● **WHAT IS ASKED**
Reproduce every line of the material below word for word, leaving out the pictures.
'''
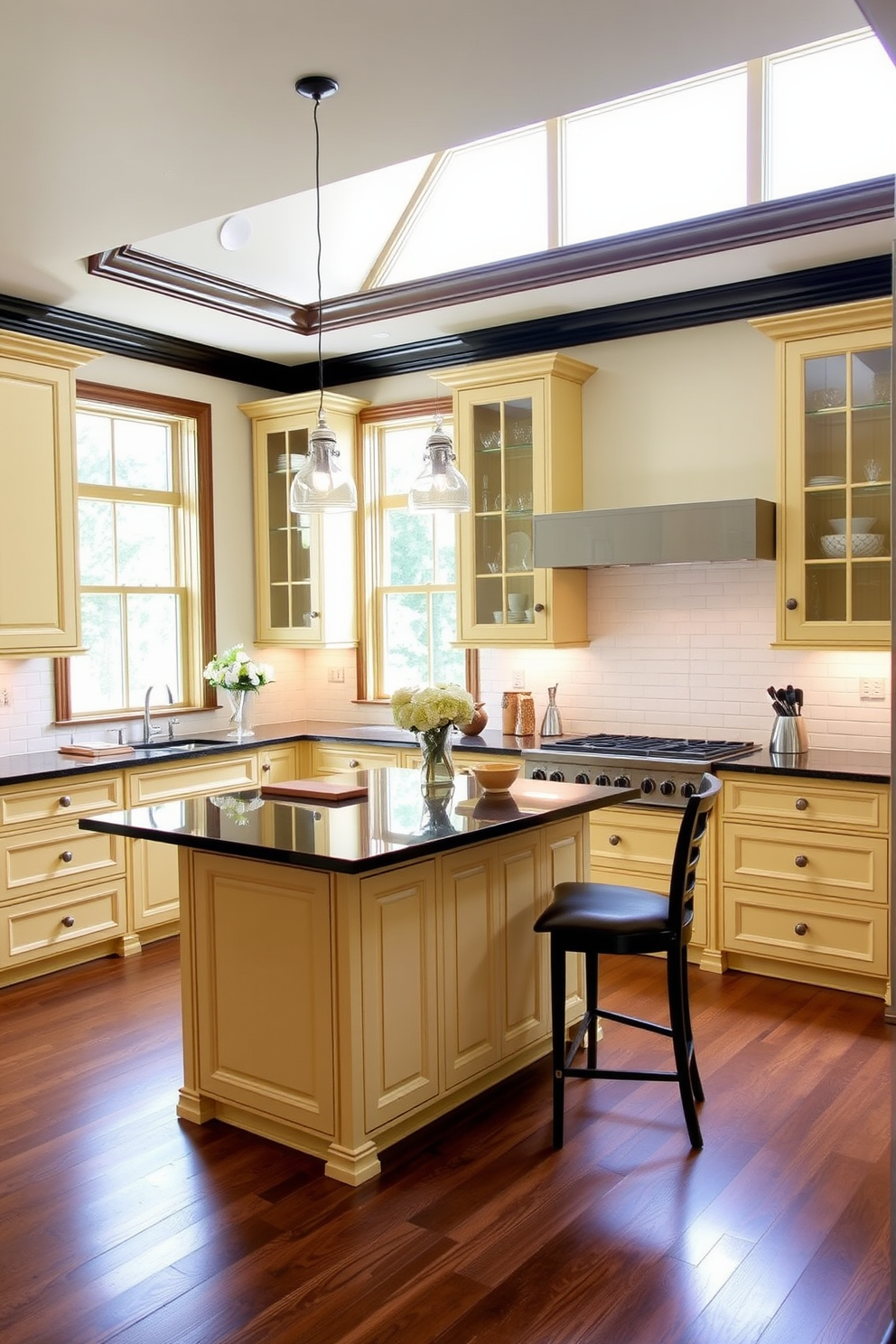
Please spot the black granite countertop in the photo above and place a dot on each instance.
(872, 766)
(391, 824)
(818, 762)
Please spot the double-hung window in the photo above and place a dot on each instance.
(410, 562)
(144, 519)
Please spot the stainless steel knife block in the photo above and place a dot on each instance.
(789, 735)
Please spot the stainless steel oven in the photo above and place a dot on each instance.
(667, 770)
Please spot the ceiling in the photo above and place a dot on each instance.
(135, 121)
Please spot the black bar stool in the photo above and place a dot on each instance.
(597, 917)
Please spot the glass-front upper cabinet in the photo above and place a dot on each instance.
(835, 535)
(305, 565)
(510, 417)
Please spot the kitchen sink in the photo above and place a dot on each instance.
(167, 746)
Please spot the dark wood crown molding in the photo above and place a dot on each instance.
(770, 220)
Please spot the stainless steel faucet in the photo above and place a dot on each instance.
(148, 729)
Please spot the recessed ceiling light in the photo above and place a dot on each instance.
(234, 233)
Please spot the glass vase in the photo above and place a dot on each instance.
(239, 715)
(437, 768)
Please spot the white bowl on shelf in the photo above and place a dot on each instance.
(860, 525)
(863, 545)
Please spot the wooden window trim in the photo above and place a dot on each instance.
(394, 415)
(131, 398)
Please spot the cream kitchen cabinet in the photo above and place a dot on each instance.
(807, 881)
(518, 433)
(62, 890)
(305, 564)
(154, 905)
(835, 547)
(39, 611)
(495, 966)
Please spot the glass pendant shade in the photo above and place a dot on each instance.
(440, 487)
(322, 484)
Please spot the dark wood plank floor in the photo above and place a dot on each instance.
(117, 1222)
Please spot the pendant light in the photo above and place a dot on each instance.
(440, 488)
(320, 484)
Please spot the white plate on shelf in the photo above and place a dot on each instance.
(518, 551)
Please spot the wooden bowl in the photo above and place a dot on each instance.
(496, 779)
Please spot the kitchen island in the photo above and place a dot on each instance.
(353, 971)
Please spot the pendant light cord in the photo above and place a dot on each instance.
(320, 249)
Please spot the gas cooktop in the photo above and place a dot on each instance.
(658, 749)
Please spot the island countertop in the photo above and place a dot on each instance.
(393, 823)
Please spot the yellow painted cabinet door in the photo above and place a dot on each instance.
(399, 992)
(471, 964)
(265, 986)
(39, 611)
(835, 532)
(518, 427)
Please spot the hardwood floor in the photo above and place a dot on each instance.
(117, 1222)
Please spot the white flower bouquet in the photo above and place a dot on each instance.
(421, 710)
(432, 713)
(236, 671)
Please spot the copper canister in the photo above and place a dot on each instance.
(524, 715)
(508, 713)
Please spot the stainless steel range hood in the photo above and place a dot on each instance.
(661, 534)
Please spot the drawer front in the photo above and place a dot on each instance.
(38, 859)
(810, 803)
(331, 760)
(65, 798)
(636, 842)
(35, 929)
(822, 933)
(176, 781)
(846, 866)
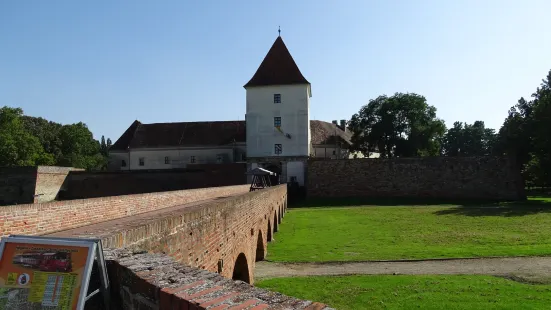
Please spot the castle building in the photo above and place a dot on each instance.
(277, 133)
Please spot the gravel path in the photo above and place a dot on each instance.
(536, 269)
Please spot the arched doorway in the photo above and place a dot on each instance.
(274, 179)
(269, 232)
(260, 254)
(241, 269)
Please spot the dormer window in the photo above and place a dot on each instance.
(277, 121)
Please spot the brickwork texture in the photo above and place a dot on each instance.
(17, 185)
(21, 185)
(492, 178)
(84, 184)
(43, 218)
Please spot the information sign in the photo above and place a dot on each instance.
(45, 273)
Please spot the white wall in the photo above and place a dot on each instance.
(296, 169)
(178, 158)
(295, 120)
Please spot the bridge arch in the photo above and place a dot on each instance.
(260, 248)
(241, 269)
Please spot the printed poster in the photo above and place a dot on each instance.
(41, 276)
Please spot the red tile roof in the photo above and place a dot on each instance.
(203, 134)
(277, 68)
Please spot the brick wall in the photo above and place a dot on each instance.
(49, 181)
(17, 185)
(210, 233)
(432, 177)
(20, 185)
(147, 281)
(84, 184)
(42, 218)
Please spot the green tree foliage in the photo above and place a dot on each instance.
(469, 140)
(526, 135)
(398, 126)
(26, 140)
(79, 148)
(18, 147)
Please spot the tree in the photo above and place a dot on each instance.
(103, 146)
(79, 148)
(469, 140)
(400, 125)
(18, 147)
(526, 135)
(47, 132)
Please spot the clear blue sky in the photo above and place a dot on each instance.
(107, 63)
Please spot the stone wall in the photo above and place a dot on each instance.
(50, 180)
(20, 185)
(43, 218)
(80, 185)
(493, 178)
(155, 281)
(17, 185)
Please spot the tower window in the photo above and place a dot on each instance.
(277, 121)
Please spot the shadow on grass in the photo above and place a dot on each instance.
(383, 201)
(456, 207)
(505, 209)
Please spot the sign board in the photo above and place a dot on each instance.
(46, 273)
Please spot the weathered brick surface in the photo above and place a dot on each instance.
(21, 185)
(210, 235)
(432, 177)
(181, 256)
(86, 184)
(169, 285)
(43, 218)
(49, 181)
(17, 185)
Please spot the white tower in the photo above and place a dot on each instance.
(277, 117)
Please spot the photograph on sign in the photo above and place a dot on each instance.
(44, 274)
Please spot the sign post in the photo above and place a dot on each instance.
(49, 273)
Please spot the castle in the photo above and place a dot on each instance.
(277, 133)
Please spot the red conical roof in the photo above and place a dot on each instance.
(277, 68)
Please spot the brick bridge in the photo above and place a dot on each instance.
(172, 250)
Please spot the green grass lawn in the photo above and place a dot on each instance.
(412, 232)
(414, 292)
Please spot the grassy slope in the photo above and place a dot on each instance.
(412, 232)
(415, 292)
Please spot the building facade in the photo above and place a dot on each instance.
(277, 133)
'''
● **CORRECT OUTPUT**
Please spot the black granite countertop in the photo above and place a dot on each instance.
(872, 766)
(391, 824)
(818, 762)
Please spot the double-hung window in the photo above and place a dot on each instance.
(410, 562)
(144, 519)
Please spot the stainless steel knife block in the photo above and place a dot on each instance.
(789, 735)
Please spot the stainless steel oven in the photo above and place a dot on each instance.
(667, 770)
Please spot the ceiling in the photo above and place a dot on each instance.
(135, 121)
Please spot the black bar stool in the photo above and place a dot on each instance.
(597, 917)
Please spot the glass-front upper cabinet in the photo above and place a dot on each instance.
(835, 535)
(305, 565)
(510, 417)
Please spot the kitchen sink in the photo above and place a dot on each instance.
(167, 746)
Please spot the dark wood crown molding in the photo above and place a dot on each instance.
(770, 220)
Please spot the stainless steel faucet in the photo above and place a dot on each instance.
(148, 729)
Please spot the recessed ceiling light in the photo above and place a dot on each instance.
(234, 233)
Please spot the glass vase in the photo above and place a dot on each instance.
(239, 715)
(437, 768)
Please spot the white bowl on shelf in the photo above and place a dot on each instance.
(860, 525)
(863, 545)
Please spot the wooden window trim in the photo above and place a dot on each instance.
(394, 415)
(131, 398)
Please spot the cream kitchen cabinet in the photo above and place a dot on each instance.
(807, 881)
(518, 433)
(62, 890)
(305, 564)
(154, 905)
(835, 547)
(39, 611)
(495, 966)
Please spot the glass pendant shade in the photo above and place a dot on each instance.
(440, 487)
(322, 484)
Please spot the dark wood plank floor in the photo above and place a dot on each instance.
(117, 1222)
Please spot the pendant light in the photo above and place a dot on each instance.
(440, 488)
(320, 484)
Please spot the white plate on shelf in the photo above and place a dot on each instance.
(518, 551)
Please spot the wooden bowl in the photo above and place a dot on each instance.
(496, 779)
Please spot the kitchen island in the photo above and place a dot on each instance.
(353, 971)
Please spot the pendant light cord in the photo above and place a dot on each instance.
(320, 249)
Please spot the gas cooktop in the photo above and place a dot on each instance.
(658, 749)
Please spot the island countertop in the photo above and place a dot on each instance.
(393, 823)
Please spot the yellow painted cabinet door in the photo above and place a dot on each instance.
(399, 992)
(471, 964)
(265, 986)
(39, 611)
(835, 532)
(518, 427)
Please spot the hardwood floor in the photo above and place a dot on each instance.
(117, 1222)
Please spot the white flower bouquet in the photo above and place a dot on each instance.
(421, 710)
(432, 713)
(236, 671)
Please spot the copper canister in the photo above and place a dot on each instance.
(524, 715)
(508, 713)
Please spot the stainless steel range hood in the photo above and place a dot on each instance.
(661, 534)
Please spot the drawer front in the photo above and place a dot on each instance.
(38, 859)
(810, 803)
(331, 760)
(65, 798)
(636, 842)
(35, 929)
(822, 933)
(176, 781)
(846, 866)
Please spot the castle building in the photo above and place a dot on each instance.
(277, 133)
Please spot the gravel path in the photo above and place a dot on each instance.
(536, 269)
Please spot the arched doorway in the photo above and place a dot on each instance.
(274, 179)
(269, 232)
(260, 254)
(241, 269)
Please spot the dormer window in the photo above and place a dot on each instance.
(277, 121)
Please spot the brickwork texture in the photo above and place a dot on each instance.
(17, 185)
(21, 185)
(492, 178)
(84, 184)
(43, 218)
Please spot the information sign in the photo above and place a dot on each instance.
(45, 273)
Please spot the white wall in the photo above and place a dot on each instance.
(296, 169)
(178, 158)
(295, 120)
Please spot the bridge arch in the photo above and place a dot on each instance.
(260, 248)
(241, 269)
Please spot the printed poster in the photo above and place a dot on each instance.
(41, 276)
Please spot the red tile roof in the photo above and place a dot on each instance.
(203, 134)
(277, 68)
Please spot the brick wall in the photo above and place a dot on each instance.
(49, 181)
(17, 185)
(210, 233)
(432, 177)
(20, 185)
(147, 281)
(84, 184)
(42, 218)
Please spot the green tree foliage in the photo above and place a dot on each instance.
(469, 140)
(526, 135)
(398, 126)
(26, 140)
(79, 148)
(18, 147)
Please spot the tree in the photo above and place a dot on each instance.
(103, 146)
(79, 148)
(469, 140)
(400, 125)
(18, 147)
(526, 135)
(47, 132)
Please spot the clear blue sky in the photo above and place a dot on each instance.
(107, 63)
Please spot the stone wall in the photo above and place a dot on each instance.
(50, 180)
(20, 185)
(43, 218)
(80, 185)
(493, 178)
(155, 281)
(17, 185)
Please spot the tower window in the photo above and place a dot on each instance.
(277, 121)
Please spot the shadow on grass in the photo above and place a dot on each instance.
(383, 201)
(456, 207)
(505, 209)
Please spot the sign board in the photo above and place a dot on each instance.
(46, 273)
Please spot the weathered brick surface in the photo above and place a dot on each instance.
(21, 185)
(210, 235)
(432, 177)
(181, 256)
(86, 184)
(169, 285)
(43, 218)
(49, 181)
(17, 185)
Please spot the white tower in the photo above and place a dot on each instance.
(277, 117)
Please spot the photograph on sign in the photo above and place a dot on each instance.
(44, 274)
Please spot the sign post in the photo above and place a dot on each instance.
(49, 273)
Please spot the castle in the photo above and place a dot on each instance.
(277, 133)
Please spot the red conical roof in the photo above and place a dot on each instance.
(277, 68)
Please spot the brick bridge in the photo above and place a dot on each instance.
(172, 250)
Please spot the green grass lawn in the photo above and place a dot on each instance.
(412, 232)
(414, 292)
Please spot the grassy slope in the photo above and place a dot on each instance.
(412, 232)
(415, 292)
Please spot the building facade in the photo above and place a dot on each instance.
(277, 133)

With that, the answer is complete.